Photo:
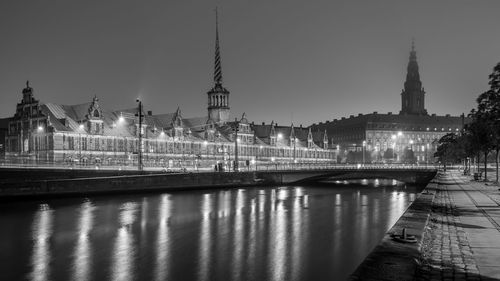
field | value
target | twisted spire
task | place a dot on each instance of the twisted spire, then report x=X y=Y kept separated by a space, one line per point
x=217 y=65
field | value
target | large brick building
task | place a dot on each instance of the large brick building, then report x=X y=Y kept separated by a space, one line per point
x=87 y=134
x=412 y=133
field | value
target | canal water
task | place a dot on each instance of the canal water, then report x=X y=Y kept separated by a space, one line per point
x=276 y=233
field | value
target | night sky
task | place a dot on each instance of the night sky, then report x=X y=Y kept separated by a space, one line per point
x=300 y=61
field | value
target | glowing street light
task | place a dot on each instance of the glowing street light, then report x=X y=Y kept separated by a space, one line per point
x=363 y=151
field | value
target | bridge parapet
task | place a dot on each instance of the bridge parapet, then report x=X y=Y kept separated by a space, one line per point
x=410 y=176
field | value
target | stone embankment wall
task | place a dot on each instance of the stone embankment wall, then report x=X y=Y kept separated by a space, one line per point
x=128 y=183
x=391 y=260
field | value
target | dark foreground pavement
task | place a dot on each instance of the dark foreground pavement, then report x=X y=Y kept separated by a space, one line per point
x=457 y=224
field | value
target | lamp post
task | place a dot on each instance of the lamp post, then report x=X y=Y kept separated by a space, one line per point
x=411 y=149
x=80 y=129
x=363 y=151
x=139 y=109
x=236 y=129
x=37 y=143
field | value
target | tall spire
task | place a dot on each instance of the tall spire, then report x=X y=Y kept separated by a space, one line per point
x=217 y=65
x=413 y=94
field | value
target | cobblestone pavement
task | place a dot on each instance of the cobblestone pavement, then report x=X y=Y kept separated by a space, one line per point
x=452 y=246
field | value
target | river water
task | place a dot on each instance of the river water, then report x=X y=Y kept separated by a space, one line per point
x=275 y=233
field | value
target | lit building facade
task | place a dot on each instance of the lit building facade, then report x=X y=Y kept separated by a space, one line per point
x=87 y=134
x=410 y=136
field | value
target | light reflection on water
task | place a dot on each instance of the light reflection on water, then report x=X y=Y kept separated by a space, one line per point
x=123 y=264
x=83 y=251
x=42 y=232
x=285 y=233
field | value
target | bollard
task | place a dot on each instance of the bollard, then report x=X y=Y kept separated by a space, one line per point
x=404 y=237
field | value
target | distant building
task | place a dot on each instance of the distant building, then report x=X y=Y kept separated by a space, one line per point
x=410 y=136
x=87 y=134
x=4 y=125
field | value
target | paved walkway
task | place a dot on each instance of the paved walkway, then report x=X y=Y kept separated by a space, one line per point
x=462 y=238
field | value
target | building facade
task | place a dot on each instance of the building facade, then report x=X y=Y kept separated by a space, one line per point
x=410 y=136
x=87 y=134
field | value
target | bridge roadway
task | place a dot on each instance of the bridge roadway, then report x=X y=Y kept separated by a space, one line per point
x=407 y=174
x=49 y=182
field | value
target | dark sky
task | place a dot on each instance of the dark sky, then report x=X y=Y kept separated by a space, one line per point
x=283 y=60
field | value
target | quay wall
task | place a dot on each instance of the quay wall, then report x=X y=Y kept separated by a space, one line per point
x=30 y=182
x=391 y=260
x=127 y=183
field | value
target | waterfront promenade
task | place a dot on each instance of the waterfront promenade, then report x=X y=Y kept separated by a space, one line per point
x=460 y=240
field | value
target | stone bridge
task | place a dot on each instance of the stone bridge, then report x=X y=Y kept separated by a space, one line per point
x=409 y=175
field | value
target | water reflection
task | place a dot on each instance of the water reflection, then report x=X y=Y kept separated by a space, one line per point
x=205 y=238
x=163 y=241
x=285 y=233
x=123 y=264
x=238 y=231
x=83 y=252
x=41 y=235
x=278 y=239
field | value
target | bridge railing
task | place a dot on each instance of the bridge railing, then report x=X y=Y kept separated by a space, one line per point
x=256 y=166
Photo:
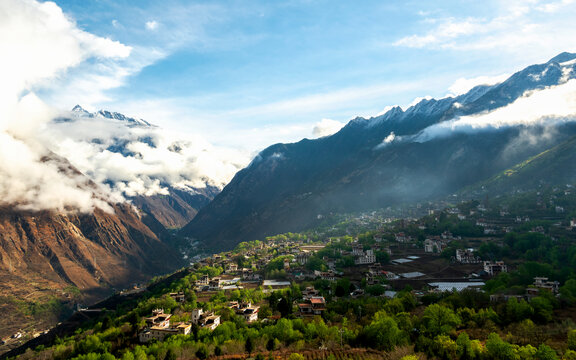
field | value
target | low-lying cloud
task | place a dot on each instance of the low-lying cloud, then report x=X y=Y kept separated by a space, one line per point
x=549 y=106
x=40 y=45
x=326 y=127
x=142 y=160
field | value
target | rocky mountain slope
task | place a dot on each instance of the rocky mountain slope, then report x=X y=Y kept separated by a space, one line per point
x=431 y=149
x=134 y=158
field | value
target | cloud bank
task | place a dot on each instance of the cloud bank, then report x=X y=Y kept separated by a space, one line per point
x=40 y=47
x=141 y=160
x=326 y=127
x=549 y=106
x=39 y=43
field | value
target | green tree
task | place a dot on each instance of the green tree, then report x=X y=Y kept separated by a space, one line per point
x=383 y=333
x=545 y=352
x=499 y=349
x=572 y=339
x=438 y=319
x=249 y=345
x=202 y=352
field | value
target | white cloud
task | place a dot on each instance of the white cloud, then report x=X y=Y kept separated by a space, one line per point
x=530 y=27
x=552 y=105
x=326 y=127
x=152 y=25
x=38 y=44
x=153 y=158
x=463 y=85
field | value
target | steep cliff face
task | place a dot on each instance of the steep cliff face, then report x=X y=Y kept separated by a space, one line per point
x=432 y=149
x=178 y=207
x=88 y=251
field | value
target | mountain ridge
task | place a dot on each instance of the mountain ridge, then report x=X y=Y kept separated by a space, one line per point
x=288 y=186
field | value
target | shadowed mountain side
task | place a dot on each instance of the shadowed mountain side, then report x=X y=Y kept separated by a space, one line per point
x=84 y=250
x=287 y=186
x=178 y=207
x=555 y=166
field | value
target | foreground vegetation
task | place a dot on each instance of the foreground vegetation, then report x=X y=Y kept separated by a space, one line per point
x=411 y=324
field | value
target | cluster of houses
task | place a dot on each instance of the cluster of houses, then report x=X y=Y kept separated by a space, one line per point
x=158 y=327
x=312 y=304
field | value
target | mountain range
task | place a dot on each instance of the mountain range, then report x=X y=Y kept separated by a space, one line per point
x=432 y=149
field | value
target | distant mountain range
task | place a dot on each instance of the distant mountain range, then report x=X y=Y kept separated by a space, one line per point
x=92 y=251
x=173 y=207
x=430 y=150
x=79 y=111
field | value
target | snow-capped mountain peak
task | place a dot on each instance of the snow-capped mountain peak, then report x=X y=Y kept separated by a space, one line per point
x=79 y=111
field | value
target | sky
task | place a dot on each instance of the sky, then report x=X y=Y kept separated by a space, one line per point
x=249 y=73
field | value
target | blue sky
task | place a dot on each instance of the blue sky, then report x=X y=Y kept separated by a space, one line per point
x=251 y=73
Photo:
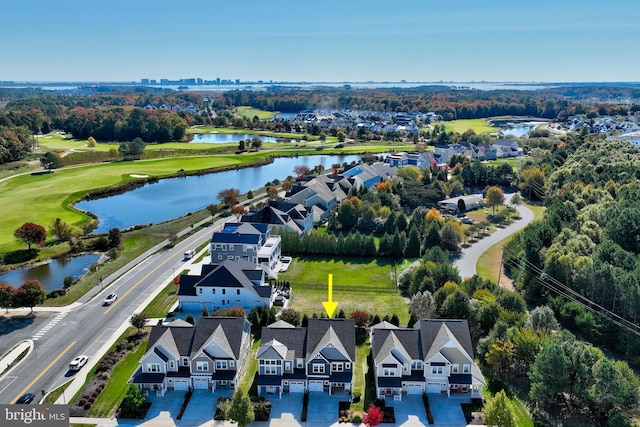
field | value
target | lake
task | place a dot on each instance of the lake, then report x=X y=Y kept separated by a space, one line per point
x=519 y=130
x=52 y=274
x=174 y=197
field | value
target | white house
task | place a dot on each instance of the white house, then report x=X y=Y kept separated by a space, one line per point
x=228 y=284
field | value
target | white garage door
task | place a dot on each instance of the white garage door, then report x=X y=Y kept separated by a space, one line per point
x=296 y=387
x=180 y=385
x=433 y=387
x=414 y=389
x=201 y=384
x=315 y=386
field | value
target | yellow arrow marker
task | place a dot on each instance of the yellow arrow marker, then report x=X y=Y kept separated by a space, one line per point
x=330 y=306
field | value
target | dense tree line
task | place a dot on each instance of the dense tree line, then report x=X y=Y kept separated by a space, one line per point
x=447 y=102
x=588 y=242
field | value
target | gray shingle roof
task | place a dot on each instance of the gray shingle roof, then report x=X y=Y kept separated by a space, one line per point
x=339 y=332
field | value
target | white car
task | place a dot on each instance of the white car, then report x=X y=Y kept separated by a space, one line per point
x=77 y=363
x=285 y=262
x=110 y=299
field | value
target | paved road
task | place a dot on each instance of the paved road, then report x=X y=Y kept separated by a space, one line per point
x=466 y=264
x=87 y=327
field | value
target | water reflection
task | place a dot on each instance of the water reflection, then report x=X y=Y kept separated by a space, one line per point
x=52 y=274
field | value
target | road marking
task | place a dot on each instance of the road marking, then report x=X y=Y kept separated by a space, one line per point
x=62 y=353
x=46 y=328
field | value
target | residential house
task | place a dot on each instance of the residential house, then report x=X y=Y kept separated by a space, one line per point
x=210 y=356
x=461 y=204
x=319 y=357
x=291 y=217
x=435 y=356
x=507 y=148
x=249 y=242
x=227 y=284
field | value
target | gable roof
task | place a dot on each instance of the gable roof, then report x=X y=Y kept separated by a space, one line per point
x=293 y=338
x=227 y=332
x=434 y=334
x=227 y=274
x=323 y=334
x=406 y=341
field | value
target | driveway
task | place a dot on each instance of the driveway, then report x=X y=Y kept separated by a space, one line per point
x=466 y=264
x=202 y=405
x=447 y=411
x=285 y=411
x=409 y=412
x=323 y=409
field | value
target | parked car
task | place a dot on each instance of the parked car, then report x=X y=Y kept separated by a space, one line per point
x=285 y=262
x=25 y=399
x=77 y=363
x=110 y=299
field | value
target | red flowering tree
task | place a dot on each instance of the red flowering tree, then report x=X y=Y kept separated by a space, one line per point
x=30 y=294
x=373 y=416
x=31 y=233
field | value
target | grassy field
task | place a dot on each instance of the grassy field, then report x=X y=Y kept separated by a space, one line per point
x=488 y=265
x=478 y=125
x=108 y=401
x=250 y=113
x=358 y=284
x=49 y=196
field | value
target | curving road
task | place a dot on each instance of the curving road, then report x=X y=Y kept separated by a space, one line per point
x=466 y=263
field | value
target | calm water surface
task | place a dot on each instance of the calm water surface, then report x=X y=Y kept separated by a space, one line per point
x=175 y=197
x=51 y=275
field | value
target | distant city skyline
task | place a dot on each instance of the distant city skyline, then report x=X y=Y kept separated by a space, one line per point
x=329 y=41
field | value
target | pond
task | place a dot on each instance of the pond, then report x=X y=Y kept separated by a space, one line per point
x=174 y=197
x=52 y=274
x=519 y=130
x=226 y=138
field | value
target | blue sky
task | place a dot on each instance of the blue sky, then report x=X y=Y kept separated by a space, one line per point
x=328 y=40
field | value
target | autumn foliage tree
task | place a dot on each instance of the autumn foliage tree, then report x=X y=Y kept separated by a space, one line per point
x=373 y=416
x=31 y=234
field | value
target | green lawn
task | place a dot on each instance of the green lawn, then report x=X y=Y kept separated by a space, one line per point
x=358 y=284
x=250 y=112
x=108 y=401
x=478 y=125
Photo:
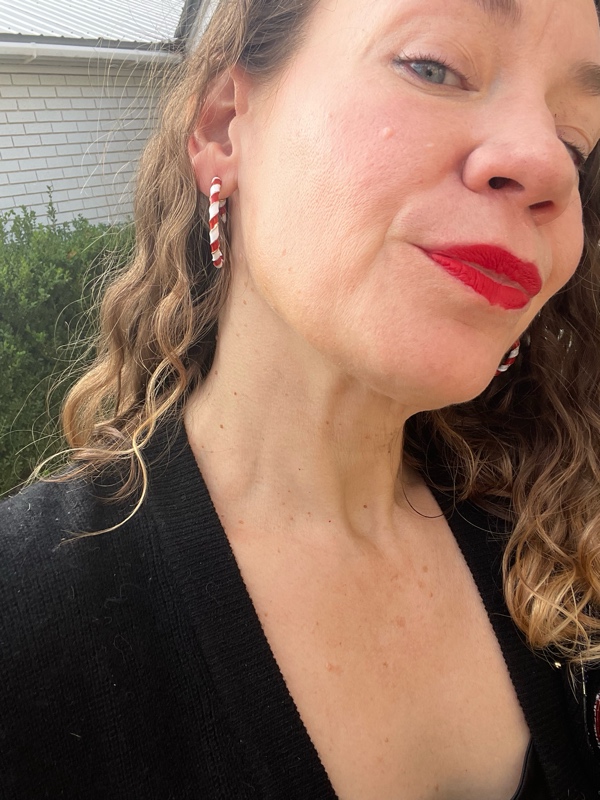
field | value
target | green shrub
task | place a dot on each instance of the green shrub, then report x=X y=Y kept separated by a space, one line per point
x=47 y=274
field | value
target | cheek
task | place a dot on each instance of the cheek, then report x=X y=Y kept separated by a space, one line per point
x=568 y=246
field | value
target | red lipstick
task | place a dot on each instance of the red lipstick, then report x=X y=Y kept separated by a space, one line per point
x=499 y=276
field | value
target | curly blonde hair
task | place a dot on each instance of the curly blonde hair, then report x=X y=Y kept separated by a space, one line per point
x=526 y=449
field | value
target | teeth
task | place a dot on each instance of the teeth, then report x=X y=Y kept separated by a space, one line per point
x=495 y=276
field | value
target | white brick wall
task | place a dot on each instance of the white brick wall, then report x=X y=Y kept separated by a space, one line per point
x=77 y=128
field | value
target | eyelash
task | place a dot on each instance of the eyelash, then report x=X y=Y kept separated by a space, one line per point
x=581 y=156
x=404 y=60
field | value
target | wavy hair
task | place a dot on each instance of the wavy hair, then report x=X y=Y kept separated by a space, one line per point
x=527 y=449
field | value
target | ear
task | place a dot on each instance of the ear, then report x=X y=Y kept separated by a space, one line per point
x=210 y=147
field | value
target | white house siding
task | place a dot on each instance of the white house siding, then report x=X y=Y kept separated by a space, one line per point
x=79 y=128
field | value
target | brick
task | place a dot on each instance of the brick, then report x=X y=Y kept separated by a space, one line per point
x=40 y=128
x=22 y=177
x=67 y=149
x=48 y=116
x=10 y=165
x=57 y=138
x=37 y=163
x=75 y=137
x=25 y=79
x=30 y=104
x=60 y=161
x=70 y=205
x=21 y=116
x=14 y=91
x=88 y=126
x=68 y=91
x=49 y=174
x=43 y=151
x=17 y=152
x=72 y=114
x=42 y=91
x=84 y=102
x=73 y=172
x=53 y=80
x=29 y=199
x=8 y=190
x=58 y=103
x=13 y=130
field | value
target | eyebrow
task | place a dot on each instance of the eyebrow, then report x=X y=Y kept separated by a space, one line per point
x=509 y=9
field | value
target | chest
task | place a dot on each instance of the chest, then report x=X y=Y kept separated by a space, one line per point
x=394 y=668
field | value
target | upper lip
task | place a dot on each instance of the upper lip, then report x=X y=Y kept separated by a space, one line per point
x=498 y=260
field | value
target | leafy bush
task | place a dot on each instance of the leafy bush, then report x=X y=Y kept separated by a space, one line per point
x=45 y=319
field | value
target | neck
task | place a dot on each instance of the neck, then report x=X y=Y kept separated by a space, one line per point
x=276 y=426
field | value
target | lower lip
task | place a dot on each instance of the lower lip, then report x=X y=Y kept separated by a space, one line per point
x=497 y=294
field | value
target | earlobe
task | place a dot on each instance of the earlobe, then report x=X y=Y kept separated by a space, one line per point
x=210 y=146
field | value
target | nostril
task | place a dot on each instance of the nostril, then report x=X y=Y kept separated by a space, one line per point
x=498 y=183
x=541 y=206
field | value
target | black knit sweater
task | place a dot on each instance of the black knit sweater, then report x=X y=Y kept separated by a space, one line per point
x=134 y=667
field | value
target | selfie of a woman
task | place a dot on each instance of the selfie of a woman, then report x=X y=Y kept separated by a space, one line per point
x=330 y=522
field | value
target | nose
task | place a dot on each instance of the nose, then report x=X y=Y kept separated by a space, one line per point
x=521 y=158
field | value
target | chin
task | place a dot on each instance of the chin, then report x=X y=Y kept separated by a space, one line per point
x=437 y=388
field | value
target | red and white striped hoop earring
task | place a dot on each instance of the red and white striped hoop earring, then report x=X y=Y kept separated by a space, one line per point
x=217 y=213
x=510 y=359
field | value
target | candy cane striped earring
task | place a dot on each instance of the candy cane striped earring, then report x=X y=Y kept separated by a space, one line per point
x=510 y=359
x=217 y=213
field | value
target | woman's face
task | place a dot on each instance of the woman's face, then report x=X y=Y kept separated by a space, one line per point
x=402 y=129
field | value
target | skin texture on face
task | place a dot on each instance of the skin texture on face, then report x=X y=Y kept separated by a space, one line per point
x=368 y=148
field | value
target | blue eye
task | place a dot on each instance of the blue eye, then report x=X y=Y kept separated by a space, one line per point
x=430 y=71
x=433 y=71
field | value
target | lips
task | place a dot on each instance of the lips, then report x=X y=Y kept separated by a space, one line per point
x=505 y=281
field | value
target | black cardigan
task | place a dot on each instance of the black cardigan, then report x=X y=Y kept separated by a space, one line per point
x=134 y=666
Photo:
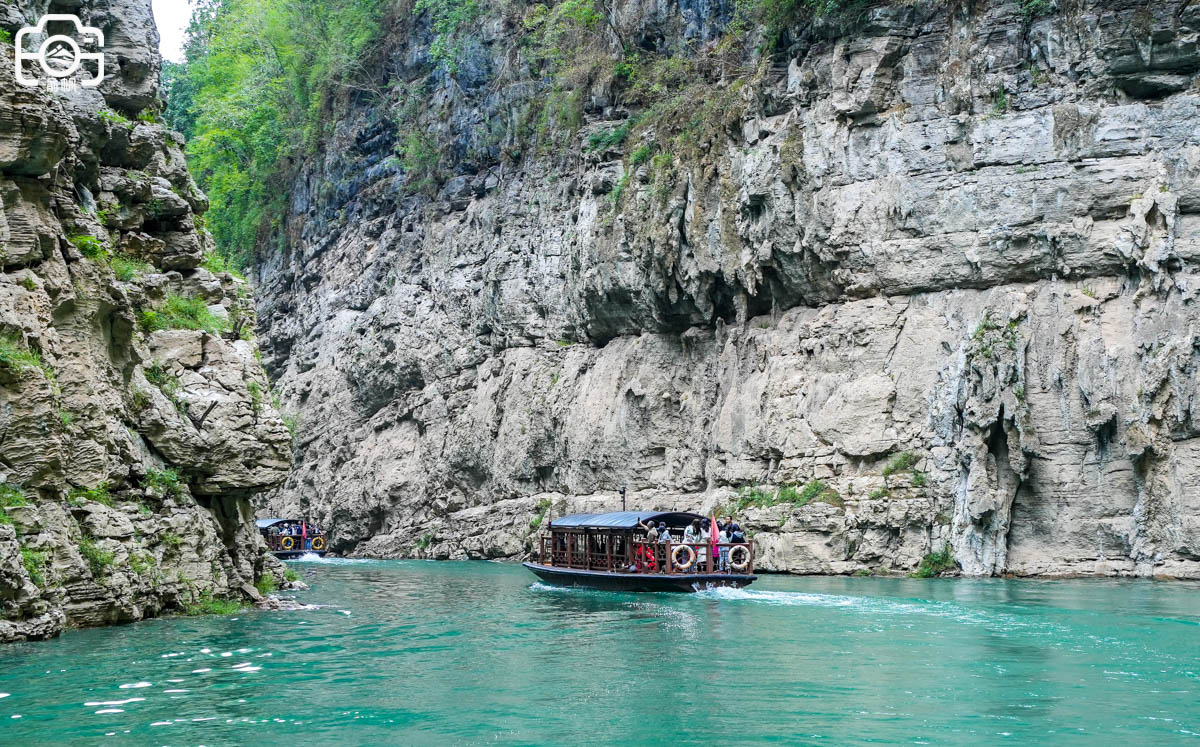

◆ ◆ ◆ ◆

** What needs to be done **
Return every line of the entries above that contains the string "cobblestone", copying each line in full.

** Result for this exercise **
target | cobblestone pavement
task | place a dot on each instance of the cobblestone pavement, then report x=X y=Y kept separated by a space, one line per point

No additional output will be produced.